* Excerpted records
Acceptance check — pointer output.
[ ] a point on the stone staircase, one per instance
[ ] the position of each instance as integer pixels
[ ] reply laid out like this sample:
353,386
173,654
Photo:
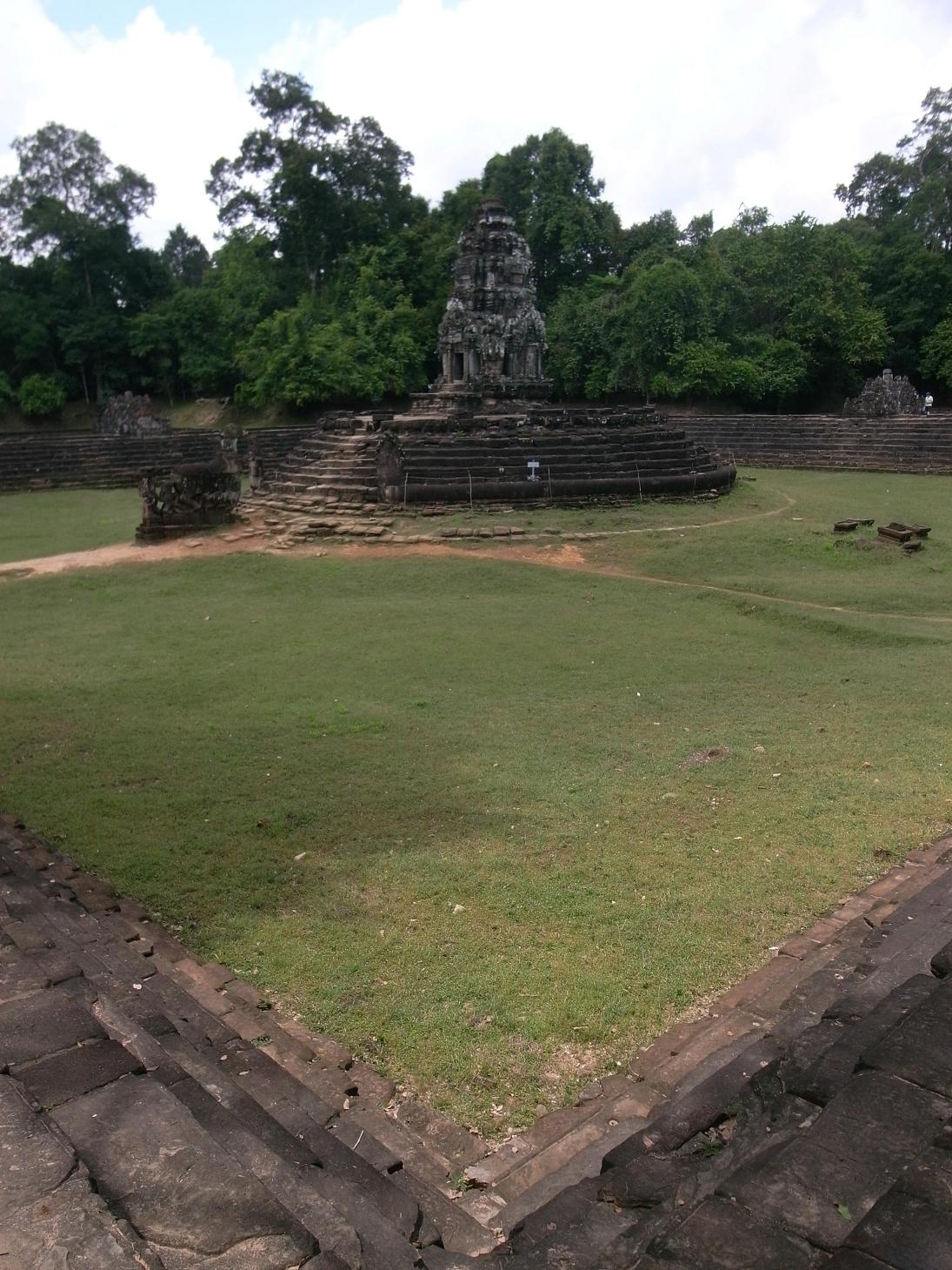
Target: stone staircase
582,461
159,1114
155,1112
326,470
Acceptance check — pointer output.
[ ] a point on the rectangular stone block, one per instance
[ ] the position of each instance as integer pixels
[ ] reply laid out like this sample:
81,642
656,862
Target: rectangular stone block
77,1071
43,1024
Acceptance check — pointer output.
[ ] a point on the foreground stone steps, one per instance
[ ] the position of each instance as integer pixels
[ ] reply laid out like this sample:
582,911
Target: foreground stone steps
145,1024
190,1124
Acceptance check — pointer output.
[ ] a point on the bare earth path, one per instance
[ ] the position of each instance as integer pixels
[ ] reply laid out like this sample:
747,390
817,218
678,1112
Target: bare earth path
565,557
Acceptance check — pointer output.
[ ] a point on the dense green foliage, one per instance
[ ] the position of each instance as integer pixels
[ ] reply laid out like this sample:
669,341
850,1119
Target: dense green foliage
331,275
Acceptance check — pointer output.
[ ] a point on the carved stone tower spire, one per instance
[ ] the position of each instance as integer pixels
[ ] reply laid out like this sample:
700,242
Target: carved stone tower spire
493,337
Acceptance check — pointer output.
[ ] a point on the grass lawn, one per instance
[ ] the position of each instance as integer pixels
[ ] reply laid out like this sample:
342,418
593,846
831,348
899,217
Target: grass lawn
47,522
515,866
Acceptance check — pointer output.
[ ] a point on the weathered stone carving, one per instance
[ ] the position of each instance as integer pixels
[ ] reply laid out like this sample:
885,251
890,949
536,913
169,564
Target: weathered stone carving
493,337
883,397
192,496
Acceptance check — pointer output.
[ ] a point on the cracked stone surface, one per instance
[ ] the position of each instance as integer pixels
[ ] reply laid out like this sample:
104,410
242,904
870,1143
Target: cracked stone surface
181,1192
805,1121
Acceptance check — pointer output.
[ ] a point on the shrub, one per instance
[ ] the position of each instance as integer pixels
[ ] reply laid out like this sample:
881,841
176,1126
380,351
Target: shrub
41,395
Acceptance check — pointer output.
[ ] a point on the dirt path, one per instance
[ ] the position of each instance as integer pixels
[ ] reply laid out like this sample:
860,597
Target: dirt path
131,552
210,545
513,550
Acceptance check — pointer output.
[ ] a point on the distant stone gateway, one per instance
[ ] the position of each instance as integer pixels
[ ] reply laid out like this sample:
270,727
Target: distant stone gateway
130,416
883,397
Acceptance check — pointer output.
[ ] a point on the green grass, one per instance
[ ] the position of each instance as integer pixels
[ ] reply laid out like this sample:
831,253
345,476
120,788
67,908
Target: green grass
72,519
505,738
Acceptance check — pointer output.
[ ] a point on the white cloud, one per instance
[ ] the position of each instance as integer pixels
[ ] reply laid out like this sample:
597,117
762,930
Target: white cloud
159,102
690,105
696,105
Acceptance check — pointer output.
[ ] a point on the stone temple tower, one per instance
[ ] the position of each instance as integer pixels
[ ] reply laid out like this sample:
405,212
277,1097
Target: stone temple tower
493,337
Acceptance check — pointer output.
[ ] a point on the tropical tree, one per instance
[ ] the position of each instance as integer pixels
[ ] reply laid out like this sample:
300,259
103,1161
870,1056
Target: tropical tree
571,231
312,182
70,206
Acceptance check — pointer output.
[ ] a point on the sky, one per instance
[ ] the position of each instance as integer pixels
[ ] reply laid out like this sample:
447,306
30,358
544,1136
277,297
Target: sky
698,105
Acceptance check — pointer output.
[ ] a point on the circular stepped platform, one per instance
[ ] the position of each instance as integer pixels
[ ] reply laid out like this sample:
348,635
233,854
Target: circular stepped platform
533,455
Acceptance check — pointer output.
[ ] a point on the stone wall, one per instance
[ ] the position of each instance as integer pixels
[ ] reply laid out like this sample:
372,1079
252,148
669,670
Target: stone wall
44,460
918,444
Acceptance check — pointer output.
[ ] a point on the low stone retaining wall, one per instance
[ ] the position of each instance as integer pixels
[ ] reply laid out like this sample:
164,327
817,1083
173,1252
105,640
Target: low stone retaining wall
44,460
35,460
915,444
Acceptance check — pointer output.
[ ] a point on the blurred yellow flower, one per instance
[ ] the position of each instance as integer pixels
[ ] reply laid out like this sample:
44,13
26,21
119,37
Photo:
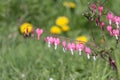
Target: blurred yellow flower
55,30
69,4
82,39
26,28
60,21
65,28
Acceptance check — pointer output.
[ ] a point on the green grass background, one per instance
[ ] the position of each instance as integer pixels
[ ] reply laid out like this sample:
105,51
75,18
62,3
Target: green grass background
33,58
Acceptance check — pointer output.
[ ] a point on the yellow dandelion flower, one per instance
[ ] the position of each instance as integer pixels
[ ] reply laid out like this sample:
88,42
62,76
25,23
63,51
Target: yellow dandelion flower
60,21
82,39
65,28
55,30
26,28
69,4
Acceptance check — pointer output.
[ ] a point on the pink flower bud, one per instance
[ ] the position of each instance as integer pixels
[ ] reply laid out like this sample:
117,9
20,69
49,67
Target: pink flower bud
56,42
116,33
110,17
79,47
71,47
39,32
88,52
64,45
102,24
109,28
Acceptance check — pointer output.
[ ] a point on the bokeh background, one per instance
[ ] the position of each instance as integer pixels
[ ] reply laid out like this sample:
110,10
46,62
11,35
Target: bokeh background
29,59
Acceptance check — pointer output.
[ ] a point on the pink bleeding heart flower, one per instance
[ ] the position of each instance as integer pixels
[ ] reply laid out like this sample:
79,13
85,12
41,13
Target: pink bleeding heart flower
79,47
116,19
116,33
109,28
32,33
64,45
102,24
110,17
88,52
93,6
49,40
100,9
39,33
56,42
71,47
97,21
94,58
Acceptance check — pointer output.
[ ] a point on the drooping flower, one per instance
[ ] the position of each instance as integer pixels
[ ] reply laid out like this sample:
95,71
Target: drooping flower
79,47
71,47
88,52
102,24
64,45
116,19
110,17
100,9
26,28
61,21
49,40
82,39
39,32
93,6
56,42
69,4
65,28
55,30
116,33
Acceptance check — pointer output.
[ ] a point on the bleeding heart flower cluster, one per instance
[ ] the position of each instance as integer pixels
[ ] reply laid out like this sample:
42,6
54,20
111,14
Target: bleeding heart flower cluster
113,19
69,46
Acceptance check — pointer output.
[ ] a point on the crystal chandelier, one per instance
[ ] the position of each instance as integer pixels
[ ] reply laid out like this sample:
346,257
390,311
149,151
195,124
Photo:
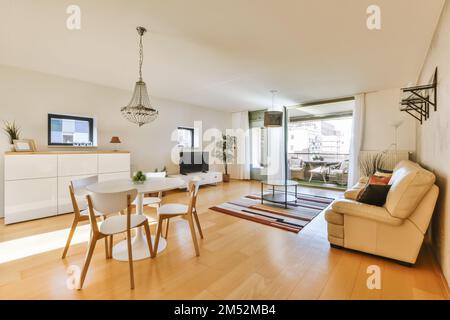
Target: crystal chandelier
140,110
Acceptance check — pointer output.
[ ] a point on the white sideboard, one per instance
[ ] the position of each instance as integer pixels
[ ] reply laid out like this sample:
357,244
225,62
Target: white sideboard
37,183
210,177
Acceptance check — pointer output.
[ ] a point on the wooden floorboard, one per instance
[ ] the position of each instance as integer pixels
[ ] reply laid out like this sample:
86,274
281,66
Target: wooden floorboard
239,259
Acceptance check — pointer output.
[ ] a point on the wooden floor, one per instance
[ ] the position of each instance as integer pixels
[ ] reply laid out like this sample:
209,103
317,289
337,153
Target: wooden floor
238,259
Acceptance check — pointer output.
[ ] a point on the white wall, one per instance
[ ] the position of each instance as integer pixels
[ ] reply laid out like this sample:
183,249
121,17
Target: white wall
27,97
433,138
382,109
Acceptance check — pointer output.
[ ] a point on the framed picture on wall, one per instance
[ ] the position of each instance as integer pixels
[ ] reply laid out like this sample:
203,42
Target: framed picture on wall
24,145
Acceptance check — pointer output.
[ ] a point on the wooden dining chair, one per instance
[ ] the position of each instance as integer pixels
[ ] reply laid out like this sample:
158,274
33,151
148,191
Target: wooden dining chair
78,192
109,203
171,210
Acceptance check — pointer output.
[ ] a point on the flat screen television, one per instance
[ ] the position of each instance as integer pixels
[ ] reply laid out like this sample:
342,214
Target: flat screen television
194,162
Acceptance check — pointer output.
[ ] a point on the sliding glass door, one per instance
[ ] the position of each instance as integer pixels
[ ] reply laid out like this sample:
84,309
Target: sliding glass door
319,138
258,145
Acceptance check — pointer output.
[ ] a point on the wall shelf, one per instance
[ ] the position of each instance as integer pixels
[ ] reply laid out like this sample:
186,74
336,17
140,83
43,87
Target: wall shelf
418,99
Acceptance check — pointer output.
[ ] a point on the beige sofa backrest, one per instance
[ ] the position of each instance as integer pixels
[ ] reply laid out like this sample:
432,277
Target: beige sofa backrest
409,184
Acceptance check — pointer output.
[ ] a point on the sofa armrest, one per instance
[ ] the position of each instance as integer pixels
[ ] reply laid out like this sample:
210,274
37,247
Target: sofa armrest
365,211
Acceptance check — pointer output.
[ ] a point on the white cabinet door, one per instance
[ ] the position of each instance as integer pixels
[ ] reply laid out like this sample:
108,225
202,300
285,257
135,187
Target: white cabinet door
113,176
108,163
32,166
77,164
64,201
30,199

* What you have to do
Count the lines in the items above that contain the string "armrest", treating uppercase and lowercase as different. Reply with the number alone.

* Answer for this exercise
2